• [TASK DETAILS]
Can you return all of the lines below word for word, omitting the pictures?
— begin —
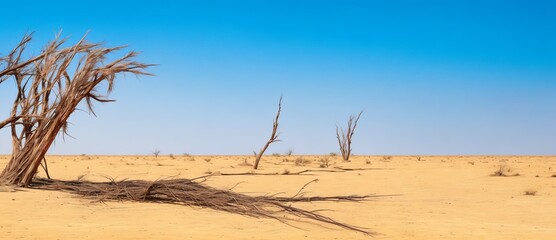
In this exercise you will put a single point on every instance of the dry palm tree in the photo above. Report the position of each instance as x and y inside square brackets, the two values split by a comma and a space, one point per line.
[49, 88]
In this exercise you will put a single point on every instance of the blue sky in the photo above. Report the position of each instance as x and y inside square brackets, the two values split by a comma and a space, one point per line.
[434, 77]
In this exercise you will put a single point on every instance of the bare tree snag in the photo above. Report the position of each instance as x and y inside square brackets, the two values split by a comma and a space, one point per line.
[49, 88]
[273, 136]
[344, 136]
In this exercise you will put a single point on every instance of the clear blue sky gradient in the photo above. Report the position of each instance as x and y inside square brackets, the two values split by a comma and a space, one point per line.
[434, 77]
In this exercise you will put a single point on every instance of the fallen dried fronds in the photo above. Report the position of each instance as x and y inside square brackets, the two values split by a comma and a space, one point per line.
[190, 193]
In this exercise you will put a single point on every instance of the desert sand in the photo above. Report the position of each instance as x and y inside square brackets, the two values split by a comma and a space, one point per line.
[437, 197]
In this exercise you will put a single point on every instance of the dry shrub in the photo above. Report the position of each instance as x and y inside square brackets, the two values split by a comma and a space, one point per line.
[504, 171]
[301, 161]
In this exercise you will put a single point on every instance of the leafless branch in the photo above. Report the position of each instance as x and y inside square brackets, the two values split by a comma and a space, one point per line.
[273, 136]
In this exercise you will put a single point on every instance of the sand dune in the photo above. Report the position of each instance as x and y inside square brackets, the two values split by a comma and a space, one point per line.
[440, 197]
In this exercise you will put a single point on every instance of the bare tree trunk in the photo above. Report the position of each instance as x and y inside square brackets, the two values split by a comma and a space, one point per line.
[47, 96]
[344, 137]
[273, 136]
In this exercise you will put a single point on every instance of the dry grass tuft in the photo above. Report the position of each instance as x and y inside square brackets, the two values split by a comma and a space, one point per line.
[504, 171]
— end —
• [EXERCISE RESPONSE]
In this exercise you will put a single point on every instance of the dry palm tree in the photo above. Report the position of each instance as x and y inside square brackets, the two values split by a comma and a space, one point per line.
[49, 88]
In this exercise you will put a single point on every instance of the blue sky in the photo above. Report the position of each instance as x and y inside square brackets, the two values split by a comma and a space, one point per line.
[434, 77]
In this exercise you will put a single point on every instance of the bare tree snag in the photo above. Report the position of each instance as x and y inside square brackets, the two values split by a comma and a space, one point per line.
[49, 88]
[273, 136]
[344, 136]
In this exercise you will put a single point on every instance of the clear blue sky gradient in the photo above. Report the position of each instance as x and y inside square brackets, the two values split by a comma and a space, one point per line.
[434, 77]
In this exercise you will put a single point on every instance of the fallen dried fronds in the photo above. Report the position of each instance as x and y inside square brackets, the two values split by a comma and a space, one point per line.
[190, 193]
In this exercise you will put a single point on every instance of the desert sand in the photo above. Report the position of each instance as x and y inside square brackets, the two values split by a comma and a space, one point per line.
[437, 197]
In this exercise you will put a single point on every instance of the dry shrub in the photo above. Report the position of each instance as x and y inside square brackets, the two values split by a comma and a space, one point per line.
[504, 171]
[301, 161]
In this exercise you will put a single point on every instance of the leafless branch in the photo above. Report the position of each instance as x and y inside square brackets, the two values split by a comma and a space, one point per line.
[273, 136]
In this exercise you will put a single point on every instance of the sand dune in the photo above. Report the position of each instance as x and y inside square brackets, the two values split by a comma and a space, one point per line.
[440, 197]
In this exercise you will put a single point on every instance of the bare tree trunk in the photo above. Report the position of each instance as x and y inside square brackets, the two values split by a comma and a space, one point per line.
[47, 96]
[344, 137]
[273, 136]
In this exercise you will put a single point on every instance of the dry grass tuft in the photo above. Report the position of each instance as x and y inside square brackets, the two values split by a comma and a space, one point per line.
[504, 171]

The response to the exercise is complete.